(Problem details)
Reproduce everything from the start of the records down to the line containing "[(482, 106), (256, 239), (158, 227), (156, 177)]", inclusive, with "background player's" replaced by "distant player's" and all other text unchanged. Omit the pictures from the output.

(Records shown)
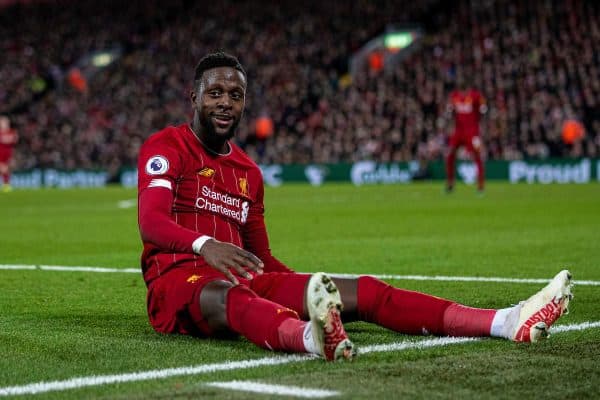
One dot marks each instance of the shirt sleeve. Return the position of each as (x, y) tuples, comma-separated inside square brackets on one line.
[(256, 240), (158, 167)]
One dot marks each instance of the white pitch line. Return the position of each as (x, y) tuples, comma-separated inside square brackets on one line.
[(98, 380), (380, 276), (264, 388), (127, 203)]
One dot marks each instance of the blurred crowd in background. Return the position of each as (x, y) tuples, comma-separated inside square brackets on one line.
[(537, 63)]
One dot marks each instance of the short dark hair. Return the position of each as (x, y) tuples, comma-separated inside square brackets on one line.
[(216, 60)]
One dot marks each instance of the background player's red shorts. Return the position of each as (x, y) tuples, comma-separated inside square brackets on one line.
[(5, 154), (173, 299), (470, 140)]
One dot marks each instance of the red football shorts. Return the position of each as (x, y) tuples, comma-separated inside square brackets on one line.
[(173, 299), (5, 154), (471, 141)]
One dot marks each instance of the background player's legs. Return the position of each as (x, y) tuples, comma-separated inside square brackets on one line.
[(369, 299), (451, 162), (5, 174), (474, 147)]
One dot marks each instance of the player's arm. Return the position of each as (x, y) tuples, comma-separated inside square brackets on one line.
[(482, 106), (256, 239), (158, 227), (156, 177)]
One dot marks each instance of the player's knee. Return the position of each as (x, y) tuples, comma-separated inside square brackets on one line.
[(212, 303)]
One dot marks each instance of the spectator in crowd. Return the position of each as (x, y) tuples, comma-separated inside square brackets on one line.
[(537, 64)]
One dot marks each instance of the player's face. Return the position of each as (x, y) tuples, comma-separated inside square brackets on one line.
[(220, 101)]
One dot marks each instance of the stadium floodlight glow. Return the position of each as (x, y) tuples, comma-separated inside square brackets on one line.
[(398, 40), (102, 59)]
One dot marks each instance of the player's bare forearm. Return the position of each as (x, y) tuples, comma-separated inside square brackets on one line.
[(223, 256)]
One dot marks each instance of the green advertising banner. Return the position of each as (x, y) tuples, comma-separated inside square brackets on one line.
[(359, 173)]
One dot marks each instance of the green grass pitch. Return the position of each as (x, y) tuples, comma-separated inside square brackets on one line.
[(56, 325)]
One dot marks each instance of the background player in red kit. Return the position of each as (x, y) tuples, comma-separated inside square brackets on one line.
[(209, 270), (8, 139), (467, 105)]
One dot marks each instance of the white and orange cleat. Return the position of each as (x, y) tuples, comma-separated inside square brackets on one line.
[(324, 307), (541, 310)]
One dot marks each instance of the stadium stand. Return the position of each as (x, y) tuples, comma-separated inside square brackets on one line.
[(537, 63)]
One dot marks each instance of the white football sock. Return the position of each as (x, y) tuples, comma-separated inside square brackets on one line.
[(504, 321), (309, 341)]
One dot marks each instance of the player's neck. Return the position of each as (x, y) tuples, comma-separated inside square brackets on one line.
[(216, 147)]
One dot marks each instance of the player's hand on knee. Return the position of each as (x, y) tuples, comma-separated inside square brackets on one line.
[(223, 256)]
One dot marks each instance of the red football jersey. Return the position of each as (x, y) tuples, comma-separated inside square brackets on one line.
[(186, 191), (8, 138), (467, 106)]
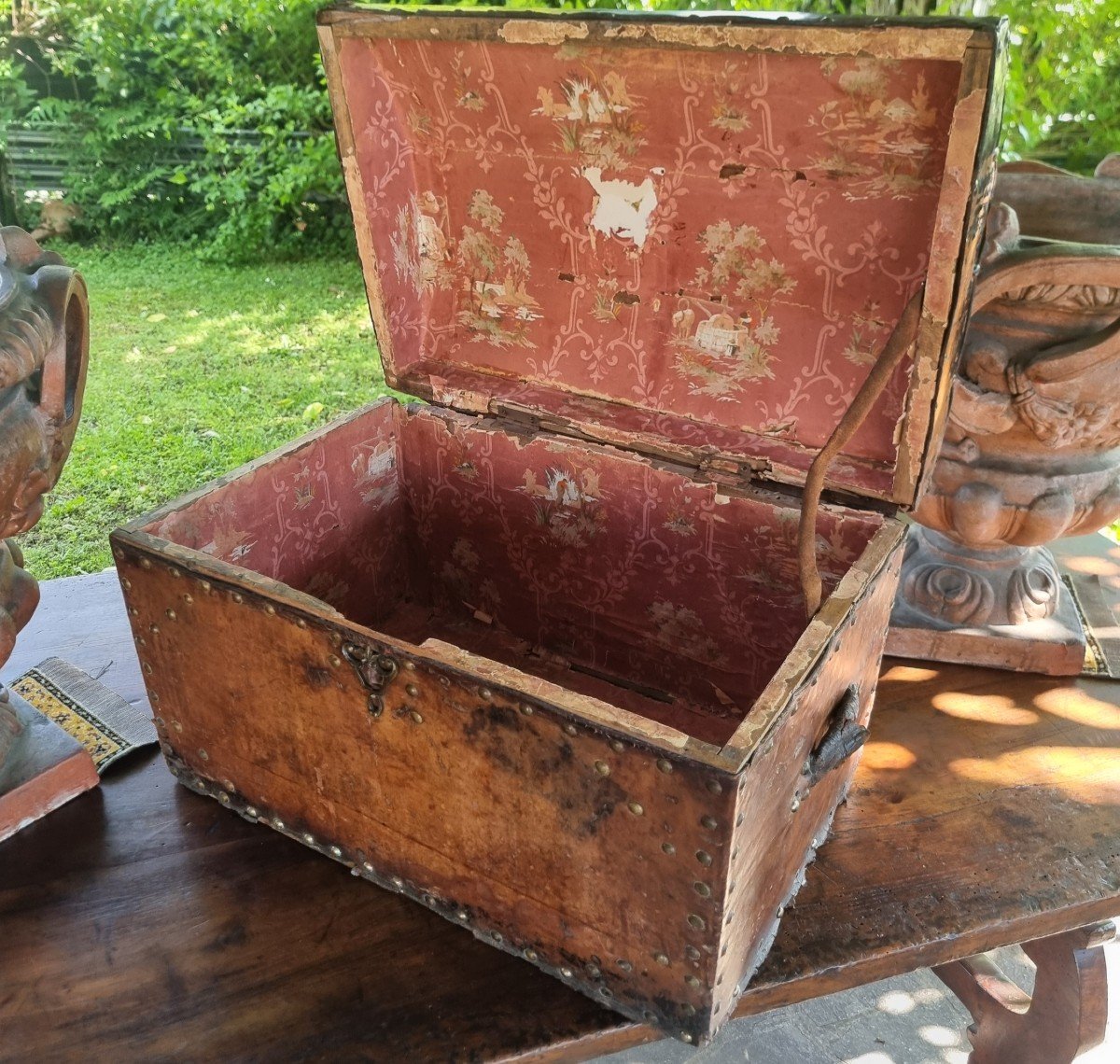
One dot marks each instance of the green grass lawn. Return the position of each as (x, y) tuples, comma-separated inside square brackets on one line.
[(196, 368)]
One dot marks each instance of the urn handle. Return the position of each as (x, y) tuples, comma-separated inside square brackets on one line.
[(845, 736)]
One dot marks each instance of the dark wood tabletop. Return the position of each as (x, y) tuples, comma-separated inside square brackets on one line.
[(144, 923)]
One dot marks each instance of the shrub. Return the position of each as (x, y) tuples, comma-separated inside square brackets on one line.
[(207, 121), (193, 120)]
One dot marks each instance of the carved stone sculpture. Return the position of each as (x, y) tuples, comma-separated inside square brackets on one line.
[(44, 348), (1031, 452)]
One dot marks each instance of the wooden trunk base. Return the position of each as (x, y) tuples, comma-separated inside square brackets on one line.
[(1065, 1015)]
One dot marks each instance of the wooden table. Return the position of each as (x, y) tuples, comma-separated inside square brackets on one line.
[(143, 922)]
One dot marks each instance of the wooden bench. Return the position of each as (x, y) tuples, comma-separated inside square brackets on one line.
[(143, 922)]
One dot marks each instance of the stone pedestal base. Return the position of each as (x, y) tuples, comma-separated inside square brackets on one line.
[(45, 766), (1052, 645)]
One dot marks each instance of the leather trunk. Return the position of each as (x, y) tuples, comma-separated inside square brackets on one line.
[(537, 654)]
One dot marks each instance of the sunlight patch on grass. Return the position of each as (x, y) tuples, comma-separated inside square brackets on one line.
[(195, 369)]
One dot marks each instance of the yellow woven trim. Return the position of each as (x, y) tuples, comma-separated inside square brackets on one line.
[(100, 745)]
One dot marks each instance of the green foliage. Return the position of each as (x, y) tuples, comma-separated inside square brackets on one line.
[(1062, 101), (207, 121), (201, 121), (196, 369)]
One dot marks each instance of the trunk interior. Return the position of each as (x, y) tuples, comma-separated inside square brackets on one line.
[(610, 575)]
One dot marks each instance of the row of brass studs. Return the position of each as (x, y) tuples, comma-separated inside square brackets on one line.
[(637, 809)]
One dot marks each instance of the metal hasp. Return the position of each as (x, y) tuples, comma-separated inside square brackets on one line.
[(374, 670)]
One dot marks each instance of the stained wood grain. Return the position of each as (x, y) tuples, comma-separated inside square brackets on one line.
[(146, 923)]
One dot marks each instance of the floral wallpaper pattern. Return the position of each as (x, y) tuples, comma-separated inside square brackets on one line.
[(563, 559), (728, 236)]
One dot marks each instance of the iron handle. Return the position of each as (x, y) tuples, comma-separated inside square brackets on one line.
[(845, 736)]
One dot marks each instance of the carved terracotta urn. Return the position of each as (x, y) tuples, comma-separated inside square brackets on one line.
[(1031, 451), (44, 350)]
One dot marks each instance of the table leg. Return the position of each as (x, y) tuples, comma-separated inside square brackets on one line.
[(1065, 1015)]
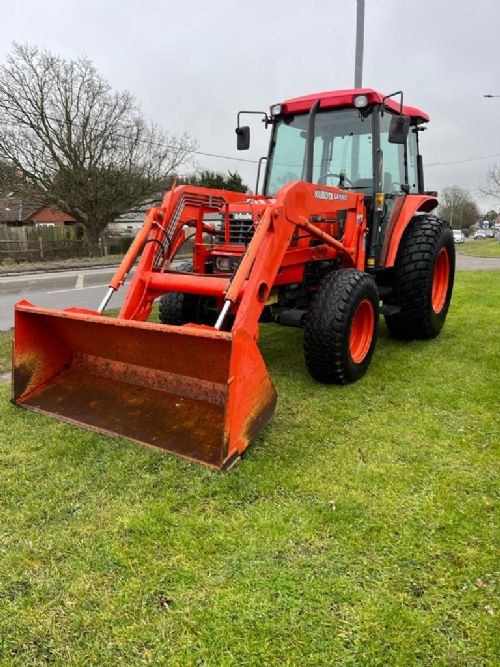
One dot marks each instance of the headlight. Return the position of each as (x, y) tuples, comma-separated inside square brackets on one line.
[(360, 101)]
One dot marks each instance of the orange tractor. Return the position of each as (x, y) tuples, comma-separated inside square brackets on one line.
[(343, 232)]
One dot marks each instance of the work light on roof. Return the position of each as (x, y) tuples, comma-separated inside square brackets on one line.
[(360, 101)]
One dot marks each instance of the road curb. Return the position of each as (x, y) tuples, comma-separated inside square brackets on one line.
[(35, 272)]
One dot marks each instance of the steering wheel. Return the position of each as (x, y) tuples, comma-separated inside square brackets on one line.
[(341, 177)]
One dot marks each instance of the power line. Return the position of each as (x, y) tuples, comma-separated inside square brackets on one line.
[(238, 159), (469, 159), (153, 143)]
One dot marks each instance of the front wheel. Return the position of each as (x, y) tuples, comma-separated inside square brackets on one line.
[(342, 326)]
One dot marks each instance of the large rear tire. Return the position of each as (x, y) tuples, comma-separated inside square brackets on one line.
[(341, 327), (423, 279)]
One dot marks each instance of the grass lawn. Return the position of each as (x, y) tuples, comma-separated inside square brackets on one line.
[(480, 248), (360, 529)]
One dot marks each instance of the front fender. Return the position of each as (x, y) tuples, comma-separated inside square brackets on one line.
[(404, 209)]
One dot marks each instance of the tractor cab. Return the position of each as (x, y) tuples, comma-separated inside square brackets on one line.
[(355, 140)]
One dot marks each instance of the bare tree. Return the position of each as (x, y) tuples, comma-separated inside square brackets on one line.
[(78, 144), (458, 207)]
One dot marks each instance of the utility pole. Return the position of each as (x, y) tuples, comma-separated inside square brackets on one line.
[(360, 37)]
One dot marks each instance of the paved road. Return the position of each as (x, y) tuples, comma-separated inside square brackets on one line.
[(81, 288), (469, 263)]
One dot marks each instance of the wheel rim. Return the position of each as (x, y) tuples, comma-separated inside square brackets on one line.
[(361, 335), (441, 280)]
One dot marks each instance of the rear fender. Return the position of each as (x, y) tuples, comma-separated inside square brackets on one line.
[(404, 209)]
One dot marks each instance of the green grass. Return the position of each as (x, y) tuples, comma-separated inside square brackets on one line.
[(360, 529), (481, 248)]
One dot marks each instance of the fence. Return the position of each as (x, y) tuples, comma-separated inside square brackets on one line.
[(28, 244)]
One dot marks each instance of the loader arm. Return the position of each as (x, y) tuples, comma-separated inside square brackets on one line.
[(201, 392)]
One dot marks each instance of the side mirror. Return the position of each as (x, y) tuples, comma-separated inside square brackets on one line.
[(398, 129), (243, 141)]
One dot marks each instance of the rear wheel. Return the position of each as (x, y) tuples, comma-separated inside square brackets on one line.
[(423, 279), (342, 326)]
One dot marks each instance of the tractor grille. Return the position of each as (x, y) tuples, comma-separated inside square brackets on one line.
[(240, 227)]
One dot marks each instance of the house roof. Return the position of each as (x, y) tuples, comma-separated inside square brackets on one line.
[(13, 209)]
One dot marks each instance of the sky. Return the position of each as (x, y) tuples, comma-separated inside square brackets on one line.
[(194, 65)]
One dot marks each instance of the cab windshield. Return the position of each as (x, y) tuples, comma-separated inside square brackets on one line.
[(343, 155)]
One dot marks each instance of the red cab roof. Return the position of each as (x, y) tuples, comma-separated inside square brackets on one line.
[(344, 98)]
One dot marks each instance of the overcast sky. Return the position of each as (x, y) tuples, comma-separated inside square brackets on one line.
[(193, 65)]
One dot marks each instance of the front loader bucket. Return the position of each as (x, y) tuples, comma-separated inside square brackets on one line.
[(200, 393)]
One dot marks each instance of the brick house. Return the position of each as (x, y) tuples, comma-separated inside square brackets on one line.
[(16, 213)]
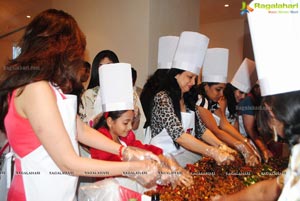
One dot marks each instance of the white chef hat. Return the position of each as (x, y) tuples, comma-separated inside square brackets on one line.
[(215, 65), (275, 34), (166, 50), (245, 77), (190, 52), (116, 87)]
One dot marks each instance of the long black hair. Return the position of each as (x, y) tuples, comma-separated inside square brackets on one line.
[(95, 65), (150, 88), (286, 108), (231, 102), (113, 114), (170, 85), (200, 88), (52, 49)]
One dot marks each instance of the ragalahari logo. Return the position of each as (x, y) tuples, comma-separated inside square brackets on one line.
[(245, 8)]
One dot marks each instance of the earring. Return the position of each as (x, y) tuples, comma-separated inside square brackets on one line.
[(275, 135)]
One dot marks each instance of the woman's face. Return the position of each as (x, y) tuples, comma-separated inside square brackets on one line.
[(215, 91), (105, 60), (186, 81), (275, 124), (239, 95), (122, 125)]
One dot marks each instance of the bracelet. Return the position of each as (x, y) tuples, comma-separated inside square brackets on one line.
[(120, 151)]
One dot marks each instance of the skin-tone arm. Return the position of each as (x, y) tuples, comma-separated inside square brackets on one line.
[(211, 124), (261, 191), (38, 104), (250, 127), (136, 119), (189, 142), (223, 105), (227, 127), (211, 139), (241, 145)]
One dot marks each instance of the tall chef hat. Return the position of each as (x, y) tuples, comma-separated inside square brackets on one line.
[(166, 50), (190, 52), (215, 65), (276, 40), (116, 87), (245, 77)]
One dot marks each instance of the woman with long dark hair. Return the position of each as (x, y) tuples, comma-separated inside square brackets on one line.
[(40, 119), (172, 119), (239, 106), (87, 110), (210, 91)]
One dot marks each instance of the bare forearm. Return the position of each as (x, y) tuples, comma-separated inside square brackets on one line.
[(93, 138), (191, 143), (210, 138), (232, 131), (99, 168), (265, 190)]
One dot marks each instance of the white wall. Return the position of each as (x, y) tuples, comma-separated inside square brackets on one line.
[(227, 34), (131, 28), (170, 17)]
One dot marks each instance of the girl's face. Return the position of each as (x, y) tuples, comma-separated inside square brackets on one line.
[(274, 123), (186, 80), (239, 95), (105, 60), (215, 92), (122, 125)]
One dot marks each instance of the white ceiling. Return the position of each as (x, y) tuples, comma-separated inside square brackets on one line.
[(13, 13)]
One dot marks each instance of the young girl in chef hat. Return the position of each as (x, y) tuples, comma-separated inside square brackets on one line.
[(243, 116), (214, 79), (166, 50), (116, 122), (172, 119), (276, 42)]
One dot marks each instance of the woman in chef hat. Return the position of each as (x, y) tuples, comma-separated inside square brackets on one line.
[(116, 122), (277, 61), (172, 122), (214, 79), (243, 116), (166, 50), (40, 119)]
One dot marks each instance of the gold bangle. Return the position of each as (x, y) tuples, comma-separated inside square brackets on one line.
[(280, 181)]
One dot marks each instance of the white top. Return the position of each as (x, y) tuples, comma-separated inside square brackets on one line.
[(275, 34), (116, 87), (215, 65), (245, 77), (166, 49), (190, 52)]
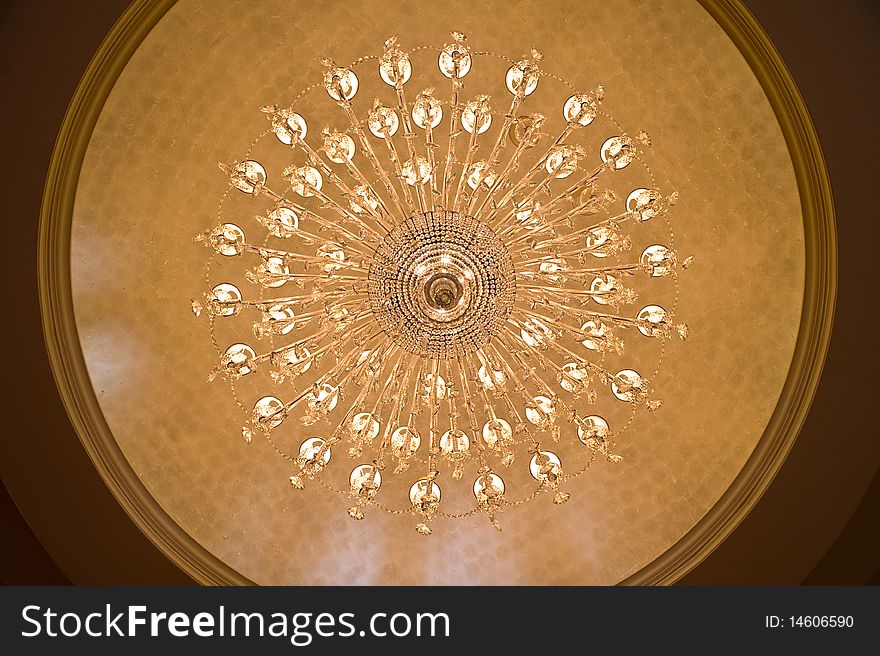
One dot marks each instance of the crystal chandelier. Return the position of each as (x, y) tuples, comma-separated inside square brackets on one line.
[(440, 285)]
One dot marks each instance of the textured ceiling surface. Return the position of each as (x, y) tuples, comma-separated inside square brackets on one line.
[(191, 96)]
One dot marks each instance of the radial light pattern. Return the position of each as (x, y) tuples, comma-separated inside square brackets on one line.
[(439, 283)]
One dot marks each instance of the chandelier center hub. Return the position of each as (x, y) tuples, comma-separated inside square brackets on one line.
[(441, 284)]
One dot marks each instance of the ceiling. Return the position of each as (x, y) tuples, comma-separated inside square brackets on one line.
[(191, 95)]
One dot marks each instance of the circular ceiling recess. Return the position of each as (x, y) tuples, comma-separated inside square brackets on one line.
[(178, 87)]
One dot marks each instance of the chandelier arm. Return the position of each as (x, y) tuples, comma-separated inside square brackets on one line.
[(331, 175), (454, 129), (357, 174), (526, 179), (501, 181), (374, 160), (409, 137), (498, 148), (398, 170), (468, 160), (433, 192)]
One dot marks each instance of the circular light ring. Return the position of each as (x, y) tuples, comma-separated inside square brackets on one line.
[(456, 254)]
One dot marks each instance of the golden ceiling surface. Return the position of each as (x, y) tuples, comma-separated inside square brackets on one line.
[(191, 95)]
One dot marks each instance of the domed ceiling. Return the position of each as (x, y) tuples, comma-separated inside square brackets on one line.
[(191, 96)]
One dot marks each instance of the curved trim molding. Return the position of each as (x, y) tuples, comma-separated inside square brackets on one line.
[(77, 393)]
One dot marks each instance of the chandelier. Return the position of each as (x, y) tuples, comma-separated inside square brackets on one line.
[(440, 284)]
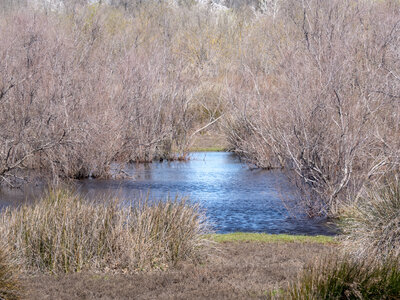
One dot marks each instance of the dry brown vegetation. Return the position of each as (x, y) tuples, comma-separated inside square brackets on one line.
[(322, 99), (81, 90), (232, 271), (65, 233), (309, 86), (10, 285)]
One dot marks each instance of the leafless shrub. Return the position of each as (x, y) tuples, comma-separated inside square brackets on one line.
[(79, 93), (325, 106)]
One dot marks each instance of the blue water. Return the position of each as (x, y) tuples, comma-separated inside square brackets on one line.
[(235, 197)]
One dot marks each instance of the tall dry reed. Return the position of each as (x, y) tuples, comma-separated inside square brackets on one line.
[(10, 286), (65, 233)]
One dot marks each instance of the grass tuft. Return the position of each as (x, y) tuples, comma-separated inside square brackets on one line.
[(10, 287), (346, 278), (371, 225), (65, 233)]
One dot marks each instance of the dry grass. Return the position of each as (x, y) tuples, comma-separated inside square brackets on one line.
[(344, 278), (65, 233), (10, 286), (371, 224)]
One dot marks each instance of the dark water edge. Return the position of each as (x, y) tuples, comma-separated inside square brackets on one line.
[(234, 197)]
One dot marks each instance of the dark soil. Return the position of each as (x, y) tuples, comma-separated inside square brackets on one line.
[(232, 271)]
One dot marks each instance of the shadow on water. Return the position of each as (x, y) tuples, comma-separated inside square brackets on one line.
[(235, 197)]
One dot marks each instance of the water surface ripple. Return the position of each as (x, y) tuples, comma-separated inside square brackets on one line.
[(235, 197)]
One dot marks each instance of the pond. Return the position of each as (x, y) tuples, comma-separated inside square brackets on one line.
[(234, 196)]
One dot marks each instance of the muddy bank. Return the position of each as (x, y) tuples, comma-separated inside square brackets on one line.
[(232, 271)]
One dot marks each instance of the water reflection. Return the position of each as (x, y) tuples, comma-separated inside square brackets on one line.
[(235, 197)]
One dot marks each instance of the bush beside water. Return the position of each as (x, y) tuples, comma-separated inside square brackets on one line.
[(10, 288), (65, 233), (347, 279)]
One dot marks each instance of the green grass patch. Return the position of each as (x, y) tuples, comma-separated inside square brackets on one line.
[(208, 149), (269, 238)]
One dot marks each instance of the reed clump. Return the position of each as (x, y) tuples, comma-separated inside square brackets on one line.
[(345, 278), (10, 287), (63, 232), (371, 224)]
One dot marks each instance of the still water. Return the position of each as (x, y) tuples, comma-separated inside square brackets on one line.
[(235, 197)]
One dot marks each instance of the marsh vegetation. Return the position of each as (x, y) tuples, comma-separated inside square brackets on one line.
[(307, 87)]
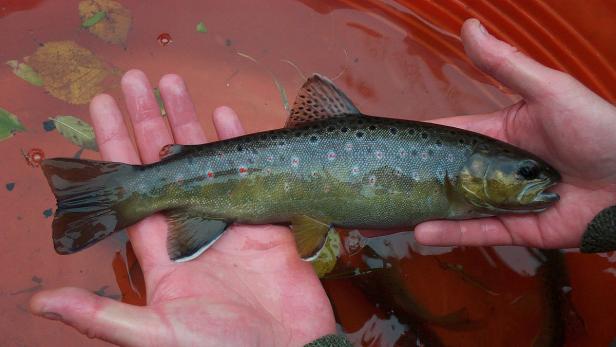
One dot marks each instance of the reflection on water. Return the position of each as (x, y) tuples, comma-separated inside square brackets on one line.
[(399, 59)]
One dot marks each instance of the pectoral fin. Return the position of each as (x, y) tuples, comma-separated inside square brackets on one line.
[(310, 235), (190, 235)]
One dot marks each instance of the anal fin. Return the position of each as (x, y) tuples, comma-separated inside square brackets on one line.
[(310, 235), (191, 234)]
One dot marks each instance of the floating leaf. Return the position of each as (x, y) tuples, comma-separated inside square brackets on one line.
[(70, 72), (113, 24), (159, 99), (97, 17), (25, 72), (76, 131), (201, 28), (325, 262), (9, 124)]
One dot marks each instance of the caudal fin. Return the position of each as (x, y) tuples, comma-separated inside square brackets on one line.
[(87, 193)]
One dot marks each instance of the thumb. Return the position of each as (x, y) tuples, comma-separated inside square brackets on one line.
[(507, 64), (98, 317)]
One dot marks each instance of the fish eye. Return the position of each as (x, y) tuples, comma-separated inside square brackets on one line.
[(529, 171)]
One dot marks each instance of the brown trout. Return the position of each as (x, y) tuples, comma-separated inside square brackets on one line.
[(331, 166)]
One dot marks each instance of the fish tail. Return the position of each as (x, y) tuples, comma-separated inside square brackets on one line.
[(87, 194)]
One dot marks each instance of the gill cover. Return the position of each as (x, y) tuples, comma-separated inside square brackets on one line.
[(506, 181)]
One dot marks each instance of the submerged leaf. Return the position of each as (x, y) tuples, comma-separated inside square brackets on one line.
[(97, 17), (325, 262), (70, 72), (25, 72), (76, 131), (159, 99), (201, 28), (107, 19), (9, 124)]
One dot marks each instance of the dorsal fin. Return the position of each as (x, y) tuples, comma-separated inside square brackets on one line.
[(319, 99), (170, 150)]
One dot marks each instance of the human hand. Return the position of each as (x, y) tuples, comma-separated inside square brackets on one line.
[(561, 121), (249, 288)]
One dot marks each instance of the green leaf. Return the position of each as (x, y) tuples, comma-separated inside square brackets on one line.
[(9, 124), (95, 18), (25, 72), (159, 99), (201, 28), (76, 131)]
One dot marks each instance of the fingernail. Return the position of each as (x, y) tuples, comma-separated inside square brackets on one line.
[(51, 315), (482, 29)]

(Output for this task)
One dot marks each instance of the shirt sleeve. Return the position of each as (x, y) tuples, comma-separated inside square brackets on one line.
[(256, 240), (158, 167)]
One dot marks each instance of the white pitch line. Return the position of each as (x, y) tuples, comma-separated inside square brackets on one line.
[(98, 380), (380, 276), (264, 388), (127, 203)]
One dot marks each instance of the blurred crowd in background. Return the position of each as (x, y) tuples, comma-separated inside square brackets on one line.
[(537, 63)]
One dot marks each instance of the short dark hair. Return the position of each as (x, y) tuples, comma-separated inside square brackets on one line.
[(216, 60)]
One dot marks each instance of the distant player's red shorts. Return the position of each as (x, y) tuples, comma-separated inside square brackets on one line.
[(5, 154), (173, 299), (470, 140)]
One dot marks each instance of the red football shorts. Return the position of each as (x, y) tuples, comma-separated inside square brackets on one line.
[(173, 299), (5, 154), (471, 141)]
One dot marks each instance of the distant player's legs. Return the position of each as (x, y) tuples, comma-separated inside square brackets on one line.
[(369, 299), (451, 162), (5, 174), (474, 147)]
One dot marks each instance of the player's arm. Return the position of each as (x, y) tuples, comma-separated inside square brackets on one line.
[(482, 106), (256, 239), (158, 227), (156, 177)]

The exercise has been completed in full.